Document section:
^^^^
Slain North Carolina teen 'might be alive' if authorities hadn't overlooked evidence from 2016 case, prosecutor says

CNN/Stylemagazine.com Newswire | 12/13/2018, 12:46 p.m.
The kidnapping and killing of 13-year-old Hania Aguilar may have been prevented if authorities had properly handled DNA evidence from …
The kidnapping and killing of 13-year-old Hania Aguilar may have been prevented if authorities had properly handled DNA evidence from a separate case last year, a North Carolina prosecutor said.

By Nicole Chavez and Jamiel Lynch, CNN

(CNN) -- The kidnapping and killing of 13-year-old Hania Aguilar may have been prevented if authorities had properly handled DNA evidence from a separate case last year, a North Carolina prosecutor said.

Robeson County District Attorney Luther Johnson Britt told reporters on Wednesday that authorities had evidence linking suspect Michael Ray McLellan to a rape case for at least a year but they took no action.

"This hurts," Britt said. "This is like taking a punch to the gut and not being prepared to get it."

The county's sheriff and district attorney offices were notified in October 2017 that DNA recovered from a 2016 rape kit possibly matched McLellan. The kit had been compared to more than 17 million profiles taken from convicted offenders, detainees and arrestees in the national law enforcement database system known as CODIS.

But nobody followed up on it and authorities only discovered the issue last week, Britt said.

"I don't know what happened," Britt said.

McLellan, 34, has been charged with first-degree murder and multiple other offenses related to Hania's killing. He is being held without bail.
^^^^
Material provided:
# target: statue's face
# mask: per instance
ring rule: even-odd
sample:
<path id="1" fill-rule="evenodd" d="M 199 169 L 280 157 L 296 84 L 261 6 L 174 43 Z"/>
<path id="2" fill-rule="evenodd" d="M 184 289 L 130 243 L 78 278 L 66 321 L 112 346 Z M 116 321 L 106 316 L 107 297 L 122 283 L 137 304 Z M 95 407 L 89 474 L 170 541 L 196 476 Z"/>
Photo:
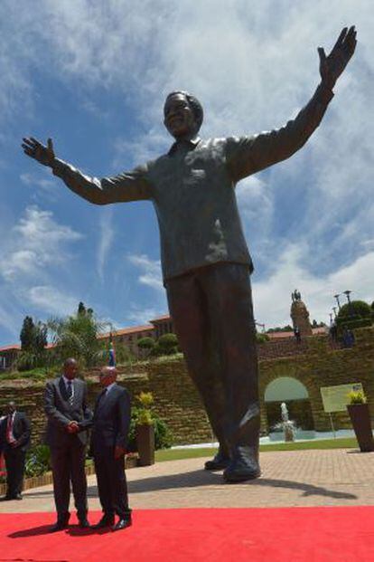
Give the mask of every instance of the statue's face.
<path id="1" fill-rule="evenodd" d="M 164 108 L 164 124 L 175 138 L 191 135 L 196 128 L 195 116 L 183 94 L 171 96 Z"/>

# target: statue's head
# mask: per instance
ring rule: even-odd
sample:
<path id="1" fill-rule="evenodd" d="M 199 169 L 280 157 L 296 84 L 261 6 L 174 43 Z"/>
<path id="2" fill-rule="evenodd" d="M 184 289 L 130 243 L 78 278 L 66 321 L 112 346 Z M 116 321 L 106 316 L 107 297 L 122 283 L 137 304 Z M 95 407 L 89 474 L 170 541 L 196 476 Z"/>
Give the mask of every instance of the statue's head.
<path id="1" fill-rule="evenodd" d="M 164 124 L 174 138 L 192 138 L 201 127 L 202 106 L 187 91 L 172 91 L 164 106 Z"/>

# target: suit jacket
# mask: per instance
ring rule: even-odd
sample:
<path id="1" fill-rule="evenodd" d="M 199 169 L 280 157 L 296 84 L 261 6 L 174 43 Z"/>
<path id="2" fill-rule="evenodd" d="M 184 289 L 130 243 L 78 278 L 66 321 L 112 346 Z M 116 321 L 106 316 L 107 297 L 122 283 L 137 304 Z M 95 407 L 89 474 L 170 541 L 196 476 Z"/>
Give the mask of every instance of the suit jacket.
<path id="1" fill-rule="evenodd" d="M 17 442 L 15 447 L 6 441 L 6 427 L 8 417 L 5 417 L 0 423 L 0 451 L 7 451 L 9 449 L 19 449 L 20 451 L 27 451 L 30 447 L 31 424 L 23 412 L 15 412 L 13 422 L 13 434 Z"/>
<path id="2" fill-rule="evenodd" d="M 44 394 L 44 410 L 48 419 L 45 442 L 50 447 L 61 447 L 72 440 L 79 440 L 82 445 L 88 442 L 88 432 L 83 423 L 92 418 L 92 413 L 87 405 L 87 385 L 79 378 L 74 378 L 73 388 L 70 404 L 62 376 L 47 383 Z M 79 424 L 81 431 L 78 433 L 69 433 L 66 429 L 72 420 Z"/>
<path id="3" fill-rule="evenodd" d="M 115 384 L 108 395 L 100 396 L 92 421 L 90 449 L 94 456 L 117 445 L 126 449 L 130 427 L 130 396 L 126 389 Z"/>

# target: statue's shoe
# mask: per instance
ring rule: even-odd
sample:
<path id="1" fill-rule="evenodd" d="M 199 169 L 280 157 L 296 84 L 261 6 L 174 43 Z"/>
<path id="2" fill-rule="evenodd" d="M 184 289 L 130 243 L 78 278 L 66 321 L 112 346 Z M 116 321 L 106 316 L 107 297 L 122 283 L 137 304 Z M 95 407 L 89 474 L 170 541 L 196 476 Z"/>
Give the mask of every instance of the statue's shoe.
<path id="1" fill-rule="evenodd" d="M 261 471 L 259 469 L 254 470 L 251 467 L 242 467 L 236 469 L 229 469 L 228 467 L 223 472 L 223 480 L 226 482 L 243 482 L 246 480 L 255 480 L 261 476 Z"/>
<path id="2" fill-rule="evenodd" d="M 206 471 L 223 471 L 228 468 L 230 463 L 230 458 L 221 452 L 220 451 L 216 454 L 215 457 L 211 459 L 211 461 L 207 461 L 204 464 L 204 469 Z"/>

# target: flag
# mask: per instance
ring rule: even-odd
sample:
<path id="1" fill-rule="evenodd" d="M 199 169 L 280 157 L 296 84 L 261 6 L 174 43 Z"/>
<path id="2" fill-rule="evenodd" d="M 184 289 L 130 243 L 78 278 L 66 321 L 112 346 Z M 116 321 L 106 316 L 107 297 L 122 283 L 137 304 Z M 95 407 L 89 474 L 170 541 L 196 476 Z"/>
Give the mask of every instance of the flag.
<path id="1" fill-rule="evenodd" d="M 113 338 L 112 338 L 112 333 L 110 332 L 110 336 L 109 336 L 109 361 L 108 361 L 108 366 L 109 367 L 116 367 L 116 349 L 114 347 L 114 342 L 113 342 Z"/>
^^^^
What the exercise asks:
Rewrite the news report on Hania Aguilar's killing from "Robeson County District" to "took no action.", putting "journalists" in place of "reporters".

Your response:
Robeson County District Attorney Luther Johnson Britt told journalists on Wednesday that authorities had evidence linking suspect Michael Ray McLellan to a rape case for at least a year but they took no action.